__原文节选__.
2019年9月,我回山西探家,顺路太原,专程去看了我的同乡学长——马旭。这是我们时隔四十六年后的重逢。尽管岁月沧桑,黑发变白,但是,乡音未改,一见如故。我们忆往昔,聊今日,深谈至午夜两点,真是时短话长,悠悠往事,历历在目。

在这之前,我曾在网上看到马旭的长篇小说《善居》出版,因书的封面简介是写我们那个地方那个年代的事,便引起我极大的兴趣。我想买一本,书店里却是没有,想索要一本,又没有联系电话。后来,通过我的弟弟与他弟弟联系,才得到他的手机号码。

我和马旭都是临县大禹乡(原为歧道乡)善庆峪村人。两家相距几百米,都有一个在外乡当医生的父亲,都是七八口人吃饭的大户,家境相近,再加上他只比我年长两岁,共同话语就多,我们自然走得比较近,算得上亲密发小。

1970年,马旭上了三交育红中学,隔一年,我也去了。他在高四班,我在高七班。因是文革中招收的第一二届高中生,大家都很重视来之不易的机会,学习颇为用功,没有多少时间玩耍,因此,我们接触不是很多。我除了经常在黑板报上看到他的文章、板书,只知道他喜爱乐器,学吹大号,吹笛子,并参加了学校宣传队。

(位置标注记录)
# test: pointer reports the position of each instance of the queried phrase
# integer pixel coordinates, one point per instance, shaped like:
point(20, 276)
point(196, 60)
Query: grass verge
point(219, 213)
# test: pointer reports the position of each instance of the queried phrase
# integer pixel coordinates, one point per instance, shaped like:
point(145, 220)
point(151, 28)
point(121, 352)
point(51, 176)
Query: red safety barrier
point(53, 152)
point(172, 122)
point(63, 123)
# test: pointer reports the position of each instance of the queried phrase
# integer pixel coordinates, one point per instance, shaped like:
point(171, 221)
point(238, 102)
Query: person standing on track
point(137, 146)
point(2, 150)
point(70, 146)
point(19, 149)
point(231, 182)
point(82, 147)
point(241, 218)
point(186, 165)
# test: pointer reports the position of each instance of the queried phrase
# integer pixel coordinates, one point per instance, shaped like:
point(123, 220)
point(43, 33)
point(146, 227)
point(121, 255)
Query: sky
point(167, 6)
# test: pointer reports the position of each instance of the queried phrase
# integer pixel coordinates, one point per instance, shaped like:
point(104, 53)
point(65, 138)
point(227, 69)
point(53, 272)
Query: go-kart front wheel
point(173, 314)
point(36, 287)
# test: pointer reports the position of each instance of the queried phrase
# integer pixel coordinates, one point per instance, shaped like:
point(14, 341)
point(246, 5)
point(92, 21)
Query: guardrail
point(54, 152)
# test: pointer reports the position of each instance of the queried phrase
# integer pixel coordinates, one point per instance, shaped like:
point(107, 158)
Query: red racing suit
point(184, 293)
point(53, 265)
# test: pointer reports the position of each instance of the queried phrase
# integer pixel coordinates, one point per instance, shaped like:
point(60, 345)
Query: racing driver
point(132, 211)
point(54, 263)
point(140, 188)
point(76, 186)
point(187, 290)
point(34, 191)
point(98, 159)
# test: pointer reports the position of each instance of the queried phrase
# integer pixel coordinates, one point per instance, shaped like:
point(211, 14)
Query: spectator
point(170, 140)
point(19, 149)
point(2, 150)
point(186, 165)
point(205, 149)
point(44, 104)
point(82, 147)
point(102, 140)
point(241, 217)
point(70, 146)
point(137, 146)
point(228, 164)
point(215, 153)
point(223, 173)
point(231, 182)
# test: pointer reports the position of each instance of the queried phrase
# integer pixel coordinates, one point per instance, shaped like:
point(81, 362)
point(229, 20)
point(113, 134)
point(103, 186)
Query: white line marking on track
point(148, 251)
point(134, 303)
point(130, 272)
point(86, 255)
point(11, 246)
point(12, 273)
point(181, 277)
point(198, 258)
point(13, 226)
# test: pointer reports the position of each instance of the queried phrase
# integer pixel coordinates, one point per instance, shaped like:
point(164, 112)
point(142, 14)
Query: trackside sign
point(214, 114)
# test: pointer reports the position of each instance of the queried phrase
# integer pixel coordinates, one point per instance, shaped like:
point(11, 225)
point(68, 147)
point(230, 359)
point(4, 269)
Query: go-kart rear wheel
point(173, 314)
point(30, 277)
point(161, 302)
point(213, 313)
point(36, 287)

__练习说明__.
**a)** 请以条目形式简要改写上面原文节选中以“我和马旭都是临县大禹乡”开头的那一段,保留其主要事实。
**b)** 请一字不差地抄录上面原文节选中的一段文字,从含有“2019年9月,我回山西探家”的词语开始,到“吹笛子,并参加了学校宣传队。”结束。

__参考答案__.
**a)**
- 马旭与“我”都是临县大禹乡(原为歧道乡)善庆峪村人,两家相距几百米。
- 两家的父亲都在外乡当医生,两家都是七八口人吃饭的大户,家境相近。
- 马旭只比“我”年长两岁,两人共同话语多,走得较近,算得上亲密发小。

**b)**
2019年9月,我回山西探家,顺路太原,专程去看了我的同乡学长——马旭。这是我们时隔四十六年后的重逢。尽管岁月沧桑,黑发变白,但是,乡音未改,一见如故。我们忆往昔,聊今日,深谈至午夜两点,真是时短话长,悠悠往事,历历在目。

在这之前,我曾在网上看到马旭的长篇小说《善居》出版,因书的封面简介是写我们那个地方那个年代的事,便引起我极大的兴趣。我想买一本,书店里却是没有,想索要一本,又没有联系电话。后来,通过我的弟弟与他弟弟联系,才得到他的手机号码。

我和马旭都是临县大禹乡(原为歧道乡)善庆峪村人。两家相距几百米,都有一个在外乡当医生的父亲,都是七八口人吃饭的大户,家境相近,再加上他只比我年长两岁,共同话语就多,我们自然走得比较近,算得上亲密发小。

1970年,马旭上了三交育红中学,隔一年,我也去了。他在高四班,我在高七班。因是文革中招收的第一二届高中生,大家都很重视来之不易的机会,学习颇为用功,没有多少时间玩耍,因此,我们接触不是很多。我除了经常在黑板报上看到他的文章、板书,只知道他喜爱乐器,学吹大号,吹笛子,并参加了学校宣传队。